[What this task involves]
Please copy the stretch of the material from the line containing "For every instance of the man's ankle" through the line containing "x=129 y=637", swapping "ankle" for "knee" and leaving everything else unchanged.

[Entries from a pointing dataset]

━━━━━━━━━━━━━━━━━━━━

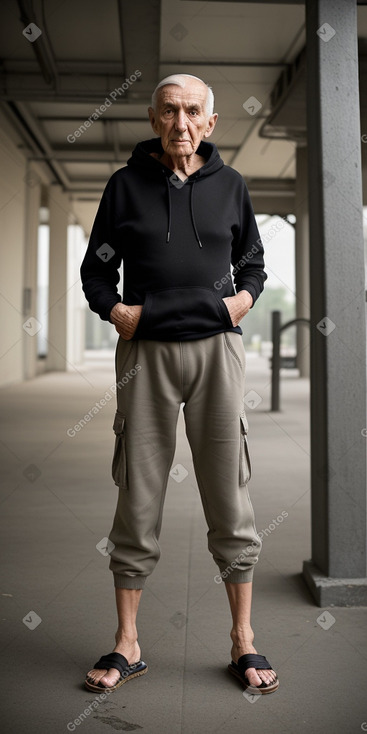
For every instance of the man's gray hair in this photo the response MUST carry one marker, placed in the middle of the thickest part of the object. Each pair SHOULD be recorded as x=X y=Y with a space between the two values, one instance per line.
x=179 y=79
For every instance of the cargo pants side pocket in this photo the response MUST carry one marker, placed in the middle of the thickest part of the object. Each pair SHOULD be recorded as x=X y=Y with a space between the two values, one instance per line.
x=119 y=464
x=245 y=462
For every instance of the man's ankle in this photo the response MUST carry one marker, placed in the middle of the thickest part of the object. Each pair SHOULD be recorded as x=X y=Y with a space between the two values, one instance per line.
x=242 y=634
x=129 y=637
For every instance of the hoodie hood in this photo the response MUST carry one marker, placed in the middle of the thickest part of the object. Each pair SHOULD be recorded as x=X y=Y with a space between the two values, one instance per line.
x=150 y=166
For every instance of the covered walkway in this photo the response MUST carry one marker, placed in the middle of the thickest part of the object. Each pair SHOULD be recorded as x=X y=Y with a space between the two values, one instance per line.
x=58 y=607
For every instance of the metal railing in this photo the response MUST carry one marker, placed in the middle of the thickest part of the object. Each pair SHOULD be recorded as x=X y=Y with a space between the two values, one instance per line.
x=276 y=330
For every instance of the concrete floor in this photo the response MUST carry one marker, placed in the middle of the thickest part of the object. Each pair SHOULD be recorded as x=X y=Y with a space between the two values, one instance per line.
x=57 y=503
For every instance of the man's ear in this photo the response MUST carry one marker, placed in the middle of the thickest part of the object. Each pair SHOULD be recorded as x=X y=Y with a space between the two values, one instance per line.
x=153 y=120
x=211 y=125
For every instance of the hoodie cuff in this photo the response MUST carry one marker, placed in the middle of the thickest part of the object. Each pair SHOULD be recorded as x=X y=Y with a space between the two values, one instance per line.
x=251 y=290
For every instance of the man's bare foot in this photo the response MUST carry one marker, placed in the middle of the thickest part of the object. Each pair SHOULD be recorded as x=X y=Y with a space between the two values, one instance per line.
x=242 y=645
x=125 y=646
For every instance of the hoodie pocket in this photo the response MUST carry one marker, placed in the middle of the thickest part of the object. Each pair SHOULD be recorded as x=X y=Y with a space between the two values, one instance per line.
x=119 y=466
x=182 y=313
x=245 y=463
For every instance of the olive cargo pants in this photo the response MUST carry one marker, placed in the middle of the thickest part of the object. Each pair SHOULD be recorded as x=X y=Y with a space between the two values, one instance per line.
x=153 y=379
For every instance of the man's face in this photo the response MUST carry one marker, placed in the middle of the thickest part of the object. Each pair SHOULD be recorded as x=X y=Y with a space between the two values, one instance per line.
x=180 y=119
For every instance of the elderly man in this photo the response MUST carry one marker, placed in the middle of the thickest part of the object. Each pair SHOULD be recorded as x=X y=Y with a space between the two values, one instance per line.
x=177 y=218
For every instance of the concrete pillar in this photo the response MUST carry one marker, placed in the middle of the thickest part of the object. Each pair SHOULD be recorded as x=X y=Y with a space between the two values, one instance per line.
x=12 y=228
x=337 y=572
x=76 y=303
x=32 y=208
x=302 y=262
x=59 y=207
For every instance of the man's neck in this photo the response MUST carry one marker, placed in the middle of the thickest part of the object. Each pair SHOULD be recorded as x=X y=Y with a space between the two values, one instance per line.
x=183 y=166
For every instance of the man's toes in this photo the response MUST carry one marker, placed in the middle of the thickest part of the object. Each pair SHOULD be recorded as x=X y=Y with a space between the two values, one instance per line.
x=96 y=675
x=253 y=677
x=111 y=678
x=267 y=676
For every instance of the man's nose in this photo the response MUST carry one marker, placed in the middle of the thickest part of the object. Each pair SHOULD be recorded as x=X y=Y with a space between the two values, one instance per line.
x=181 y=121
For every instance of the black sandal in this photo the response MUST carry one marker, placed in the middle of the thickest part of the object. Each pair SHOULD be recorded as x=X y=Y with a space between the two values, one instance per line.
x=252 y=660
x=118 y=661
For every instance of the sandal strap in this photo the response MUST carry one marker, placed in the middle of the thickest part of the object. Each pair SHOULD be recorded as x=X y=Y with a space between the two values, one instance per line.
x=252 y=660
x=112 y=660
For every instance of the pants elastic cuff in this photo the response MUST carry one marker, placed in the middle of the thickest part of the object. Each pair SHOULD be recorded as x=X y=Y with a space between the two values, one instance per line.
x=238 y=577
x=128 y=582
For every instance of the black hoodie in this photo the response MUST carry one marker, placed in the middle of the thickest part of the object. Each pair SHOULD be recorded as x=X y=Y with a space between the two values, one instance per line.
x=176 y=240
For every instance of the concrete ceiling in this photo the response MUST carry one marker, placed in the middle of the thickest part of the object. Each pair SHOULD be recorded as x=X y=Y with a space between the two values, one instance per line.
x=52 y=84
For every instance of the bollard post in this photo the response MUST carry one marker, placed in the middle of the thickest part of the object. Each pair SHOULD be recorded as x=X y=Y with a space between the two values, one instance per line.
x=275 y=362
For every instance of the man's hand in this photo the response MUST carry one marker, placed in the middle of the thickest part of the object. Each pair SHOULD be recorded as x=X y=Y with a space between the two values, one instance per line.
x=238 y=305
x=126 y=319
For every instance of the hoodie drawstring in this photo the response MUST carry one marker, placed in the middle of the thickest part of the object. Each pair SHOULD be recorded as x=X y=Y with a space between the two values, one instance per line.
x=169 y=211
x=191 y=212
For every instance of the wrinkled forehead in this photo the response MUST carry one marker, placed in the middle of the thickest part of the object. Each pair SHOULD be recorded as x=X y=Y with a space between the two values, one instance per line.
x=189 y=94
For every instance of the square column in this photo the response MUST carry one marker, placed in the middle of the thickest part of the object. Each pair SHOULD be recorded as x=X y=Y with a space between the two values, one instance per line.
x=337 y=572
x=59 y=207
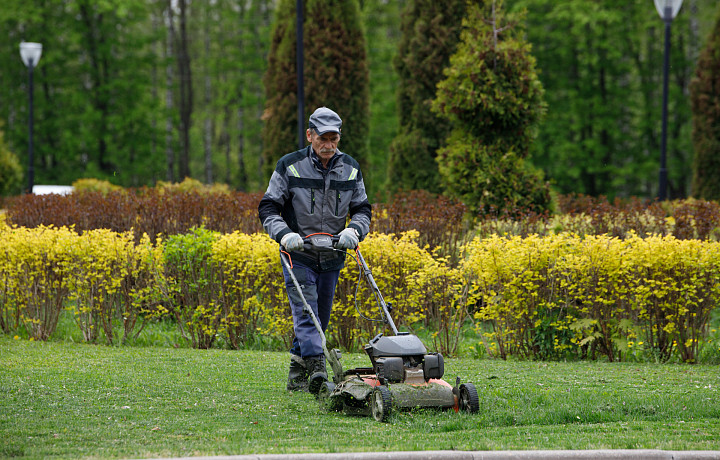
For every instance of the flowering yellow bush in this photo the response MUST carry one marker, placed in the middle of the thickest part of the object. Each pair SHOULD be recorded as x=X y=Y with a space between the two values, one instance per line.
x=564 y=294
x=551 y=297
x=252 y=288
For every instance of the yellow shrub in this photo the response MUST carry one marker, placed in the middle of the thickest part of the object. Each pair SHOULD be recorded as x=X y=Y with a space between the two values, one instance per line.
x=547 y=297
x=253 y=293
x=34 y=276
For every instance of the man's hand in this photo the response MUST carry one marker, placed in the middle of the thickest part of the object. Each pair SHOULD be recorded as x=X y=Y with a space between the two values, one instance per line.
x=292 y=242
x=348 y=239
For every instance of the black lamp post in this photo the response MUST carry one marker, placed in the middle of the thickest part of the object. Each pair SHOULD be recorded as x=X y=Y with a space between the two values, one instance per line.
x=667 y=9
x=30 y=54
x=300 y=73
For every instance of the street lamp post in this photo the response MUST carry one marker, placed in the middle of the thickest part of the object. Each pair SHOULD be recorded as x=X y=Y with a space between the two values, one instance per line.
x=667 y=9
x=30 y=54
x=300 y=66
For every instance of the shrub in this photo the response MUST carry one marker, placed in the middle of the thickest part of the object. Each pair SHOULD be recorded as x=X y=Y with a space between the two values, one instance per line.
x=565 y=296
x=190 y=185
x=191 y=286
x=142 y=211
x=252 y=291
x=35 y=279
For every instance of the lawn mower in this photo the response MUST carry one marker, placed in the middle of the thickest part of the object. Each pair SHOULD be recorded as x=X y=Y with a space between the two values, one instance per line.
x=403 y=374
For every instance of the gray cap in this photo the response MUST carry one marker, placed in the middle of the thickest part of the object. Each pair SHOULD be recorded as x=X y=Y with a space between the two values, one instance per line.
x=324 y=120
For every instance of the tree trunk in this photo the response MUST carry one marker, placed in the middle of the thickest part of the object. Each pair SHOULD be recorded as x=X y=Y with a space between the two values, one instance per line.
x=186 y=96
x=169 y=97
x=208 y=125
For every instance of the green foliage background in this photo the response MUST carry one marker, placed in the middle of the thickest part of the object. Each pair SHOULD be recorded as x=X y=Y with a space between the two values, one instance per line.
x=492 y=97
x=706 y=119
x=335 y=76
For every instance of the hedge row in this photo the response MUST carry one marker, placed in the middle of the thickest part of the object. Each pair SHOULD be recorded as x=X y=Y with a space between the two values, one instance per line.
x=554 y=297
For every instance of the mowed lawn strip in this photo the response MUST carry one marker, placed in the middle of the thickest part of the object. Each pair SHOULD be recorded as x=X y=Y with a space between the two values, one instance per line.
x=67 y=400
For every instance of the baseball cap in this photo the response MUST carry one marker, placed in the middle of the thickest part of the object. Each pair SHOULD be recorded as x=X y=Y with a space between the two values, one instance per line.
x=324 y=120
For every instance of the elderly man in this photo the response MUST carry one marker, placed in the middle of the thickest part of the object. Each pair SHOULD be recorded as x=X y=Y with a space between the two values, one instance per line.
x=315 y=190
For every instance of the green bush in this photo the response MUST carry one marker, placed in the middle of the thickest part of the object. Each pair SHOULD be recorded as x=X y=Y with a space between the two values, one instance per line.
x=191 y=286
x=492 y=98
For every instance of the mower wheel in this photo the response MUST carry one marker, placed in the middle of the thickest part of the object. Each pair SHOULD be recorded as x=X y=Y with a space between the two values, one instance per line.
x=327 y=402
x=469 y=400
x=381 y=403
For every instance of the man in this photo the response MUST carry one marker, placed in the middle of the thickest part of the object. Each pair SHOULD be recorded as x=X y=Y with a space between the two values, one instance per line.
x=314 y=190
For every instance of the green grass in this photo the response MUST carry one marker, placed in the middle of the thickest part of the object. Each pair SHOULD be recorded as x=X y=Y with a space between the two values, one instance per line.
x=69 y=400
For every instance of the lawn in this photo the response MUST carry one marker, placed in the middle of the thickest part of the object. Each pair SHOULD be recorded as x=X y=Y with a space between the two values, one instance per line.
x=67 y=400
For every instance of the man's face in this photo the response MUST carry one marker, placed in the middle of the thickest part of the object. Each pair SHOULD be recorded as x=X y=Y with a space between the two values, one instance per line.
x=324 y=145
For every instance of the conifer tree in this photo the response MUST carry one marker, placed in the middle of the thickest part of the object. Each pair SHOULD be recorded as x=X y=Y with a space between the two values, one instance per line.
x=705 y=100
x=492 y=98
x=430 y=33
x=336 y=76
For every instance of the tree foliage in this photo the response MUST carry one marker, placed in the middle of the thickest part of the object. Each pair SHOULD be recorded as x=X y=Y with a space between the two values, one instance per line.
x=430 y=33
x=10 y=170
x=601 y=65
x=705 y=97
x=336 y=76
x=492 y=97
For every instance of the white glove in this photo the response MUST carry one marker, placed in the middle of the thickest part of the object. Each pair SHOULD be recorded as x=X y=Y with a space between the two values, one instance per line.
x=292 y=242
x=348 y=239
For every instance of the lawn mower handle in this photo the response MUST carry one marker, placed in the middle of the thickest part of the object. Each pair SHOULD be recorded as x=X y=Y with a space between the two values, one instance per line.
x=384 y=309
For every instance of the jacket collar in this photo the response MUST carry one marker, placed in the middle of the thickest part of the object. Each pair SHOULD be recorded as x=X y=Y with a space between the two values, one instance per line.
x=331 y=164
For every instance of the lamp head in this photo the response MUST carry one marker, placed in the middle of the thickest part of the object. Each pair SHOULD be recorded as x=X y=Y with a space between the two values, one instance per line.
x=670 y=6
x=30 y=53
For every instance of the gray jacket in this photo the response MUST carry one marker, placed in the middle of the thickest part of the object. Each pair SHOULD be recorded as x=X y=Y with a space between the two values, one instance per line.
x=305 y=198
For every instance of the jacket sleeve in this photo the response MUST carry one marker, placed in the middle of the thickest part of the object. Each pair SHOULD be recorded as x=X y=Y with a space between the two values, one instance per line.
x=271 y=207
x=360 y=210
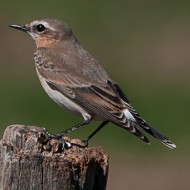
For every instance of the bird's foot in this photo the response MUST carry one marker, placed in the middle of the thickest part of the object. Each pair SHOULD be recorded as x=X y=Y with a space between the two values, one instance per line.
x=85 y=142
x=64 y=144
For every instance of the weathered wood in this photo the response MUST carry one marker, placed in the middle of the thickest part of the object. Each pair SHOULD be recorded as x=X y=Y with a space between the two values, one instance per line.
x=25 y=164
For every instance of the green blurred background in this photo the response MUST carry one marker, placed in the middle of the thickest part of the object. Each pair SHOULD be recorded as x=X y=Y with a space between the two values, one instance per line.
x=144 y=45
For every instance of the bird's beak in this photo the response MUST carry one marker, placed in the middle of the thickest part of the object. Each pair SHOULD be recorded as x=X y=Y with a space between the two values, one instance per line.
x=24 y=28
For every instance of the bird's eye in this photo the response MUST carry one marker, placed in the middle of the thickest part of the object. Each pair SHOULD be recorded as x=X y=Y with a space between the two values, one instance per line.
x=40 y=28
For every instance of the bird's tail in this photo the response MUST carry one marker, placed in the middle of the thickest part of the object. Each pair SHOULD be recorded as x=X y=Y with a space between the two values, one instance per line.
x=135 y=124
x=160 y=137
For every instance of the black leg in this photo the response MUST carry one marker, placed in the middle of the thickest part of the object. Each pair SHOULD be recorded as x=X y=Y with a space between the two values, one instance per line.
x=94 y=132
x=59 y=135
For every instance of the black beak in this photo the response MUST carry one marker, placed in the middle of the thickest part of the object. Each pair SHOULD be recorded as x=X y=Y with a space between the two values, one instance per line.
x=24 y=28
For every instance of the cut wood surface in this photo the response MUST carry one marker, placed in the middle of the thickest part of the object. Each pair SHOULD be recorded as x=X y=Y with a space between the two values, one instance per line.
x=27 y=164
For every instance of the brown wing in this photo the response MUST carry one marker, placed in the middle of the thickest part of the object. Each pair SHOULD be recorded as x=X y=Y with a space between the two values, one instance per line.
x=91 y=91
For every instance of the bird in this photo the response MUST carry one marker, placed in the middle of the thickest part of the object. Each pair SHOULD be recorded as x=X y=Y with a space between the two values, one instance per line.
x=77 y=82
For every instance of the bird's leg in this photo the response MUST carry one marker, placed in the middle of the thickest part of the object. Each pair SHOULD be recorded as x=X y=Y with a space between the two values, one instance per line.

━━━━━━━━━━━━━━━━━━━━

[Response]
For every instance of the man's knee in this photo the response MUST carry one marker, placed in the middle of the thickest part of the object. Each pair SHOULD be recorded as x=X y=Y with a space between the two values, one instance per line.
x=242 y=634
x=129 y=637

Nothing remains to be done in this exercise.